| WORK REQUEST 1 |
In the forum thread below, what does the Fox and Direct TV deal charge for pre-air downloads?

2006: Battle for the Living Room

xbdestroya said:
I'll just toss this in also just because:



With all the distribution announcements at CES this year, looks like the 'battle' will come even sooner and be even more aggressive than I thought. Ignoring the above article, it seems everyone from Yahoo and Google, to Cable and Telcos, to the 'usual players,' to people like iRiver and other smaller companies; they're all gunning for it.

Well the IPTV stuff was suppose to be rolled out already. Verizon has rolled out FiOS TV to some cities already. AT&T (formerly SBC) hasn't rolled out anything after promising HDTV/data/VOIP/wireless bundle for a lot less than purchasing those separately.

But the rumors are, the AT&T IPTV solution will be 720p VC-1 streams at under 5 Mbps. If that is what they deliver, they can keep that garbage.

I'm really skeptical of all these distribution announcements. Previous CES announcements have fizzled. What ever happened to things like the Moxi or Tablet PC?

I think people are pretty unimpressed by the Google deal. Who wants to log on to be able to use their player? Their stock bumped up this week but when does it not bump up?

Fox and Direct TV has a deal. You can download Desperate Housewives for 99 cents. Better than iTunes. But if you have a Direct TV DVR, you can just record it directly with the same remote you'd use to download it for 99 cents. They're also promising pre-air downloads for $2.99. That's okay, I can wait for the air date.
 
wco81 said:
Well the IPTV stuff was suppose to be rolled out already. Verizon has rolled out FiOS TV to some cities already. AT&T (formerly SBC) hasn't rolled out anything after promising HDTV/data/VOIP/wireless bundle for a lot less than purchasing those separately.

ATT has IPTV in trials currently. Don't know when the rollout schedule is. Apparently the IPTV system is very very sweet.

Aaron Spink
speaking for myself inc.
 
wco81 said:
Fox and Direct TV has a deal. You can download Desperate Housewives for 99 cents. Better than iTunes. But if you have a Direct TV DVR, you can just record it directly with the same remote you'd use to download it for 99 cents. They're also promising pre-air downloads for $2.99. That's okay, I can wait for the air date.

HA! I'm with you wco, I'll either record the content or wait for it to air. The only reason for someone to honestly buy those shows is because they can't record it (lack of VHS, DVD, or DVR unit) they forgot to record it, or they want it portable (i.e. Google's service for Ipod and PSP).
 
aaronspink said:
ATT has IPTV in trials currently. Don't know when the rollout schedule is. Apparently the IPTV system is very very sweet.

Aaron Spink
speaking for myself inc.

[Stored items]
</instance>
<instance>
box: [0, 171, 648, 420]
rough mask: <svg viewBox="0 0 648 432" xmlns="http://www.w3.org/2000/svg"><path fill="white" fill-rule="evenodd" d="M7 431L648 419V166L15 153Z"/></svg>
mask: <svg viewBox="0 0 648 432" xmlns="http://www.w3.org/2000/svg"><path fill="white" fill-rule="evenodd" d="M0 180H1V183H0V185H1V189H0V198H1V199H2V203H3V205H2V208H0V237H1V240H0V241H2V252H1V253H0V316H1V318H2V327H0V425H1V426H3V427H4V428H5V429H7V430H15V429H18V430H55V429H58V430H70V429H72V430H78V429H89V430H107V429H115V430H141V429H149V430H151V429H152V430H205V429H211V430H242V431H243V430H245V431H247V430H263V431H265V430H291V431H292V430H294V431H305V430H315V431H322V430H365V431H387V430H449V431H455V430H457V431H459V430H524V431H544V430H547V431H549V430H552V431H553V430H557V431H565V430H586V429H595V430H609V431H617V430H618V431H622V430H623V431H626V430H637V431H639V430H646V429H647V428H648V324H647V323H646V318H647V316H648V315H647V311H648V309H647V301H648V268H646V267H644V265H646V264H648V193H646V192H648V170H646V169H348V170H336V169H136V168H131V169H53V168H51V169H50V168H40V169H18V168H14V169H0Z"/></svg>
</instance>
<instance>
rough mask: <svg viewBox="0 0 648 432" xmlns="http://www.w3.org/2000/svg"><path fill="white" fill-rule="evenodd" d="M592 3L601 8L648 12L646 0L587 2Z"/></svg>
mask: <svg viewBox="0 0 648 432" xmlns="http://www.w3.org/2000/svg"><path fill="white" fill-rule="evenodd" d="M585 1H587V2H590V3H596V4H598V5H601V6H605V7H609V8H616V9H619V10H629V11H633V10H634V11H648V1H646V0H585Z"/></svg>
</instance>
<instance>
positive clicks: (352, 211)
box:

---

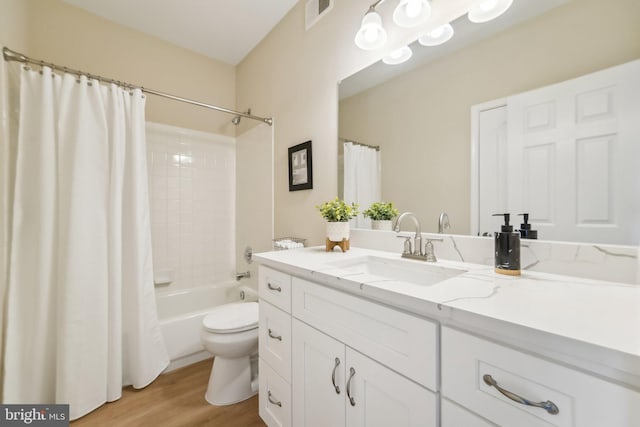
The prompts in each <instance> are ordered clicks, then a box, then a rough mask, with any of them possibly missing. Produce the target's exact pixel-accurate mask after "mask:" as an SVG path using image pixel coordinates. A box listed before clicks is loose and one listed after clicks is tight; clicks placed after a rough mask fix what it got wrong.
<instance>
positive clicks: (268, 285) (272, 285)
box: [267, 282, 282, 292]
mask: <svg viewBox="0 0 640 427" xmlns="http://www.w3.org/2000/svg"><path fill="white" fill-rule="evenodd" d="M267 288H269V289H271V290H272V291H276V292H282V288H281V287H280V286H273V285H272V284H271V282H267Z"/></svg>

| WORK REQUEST 2 |
From the stored items above, pull out each line that contains the string "rough" and copy those lines unchanged.

| SOLUTION 1 |
$2.99

| SOLUTION 2 |
rough mask: <svg viewBox="0 0 648 432" xmlns="http://www.w3.org/2000/svg"><path fill="white" fill-rule="evenodd" d="M7 431L648 419V166L15 153Z"/></svg>
rough mask: <svg viewBox="0 0 648 432" xmlns="http://www.w3.org/2000/svg"><path fill="white" fill-rule="evenodd" d="M592 3L601 8L648 12L646 0L587 2Z"/></svg>
The prompts in each <instance> are ordered clicks, then a box, then a rough mask, with any of them possibly missing. Produce the target's exact pixel-accurate mask after "mask:" as an SVG path using image pixel coordinates. A box listed before clicks is loose and one listed after clicks is tight; clicks placed after a rough mask fix what it got wrong.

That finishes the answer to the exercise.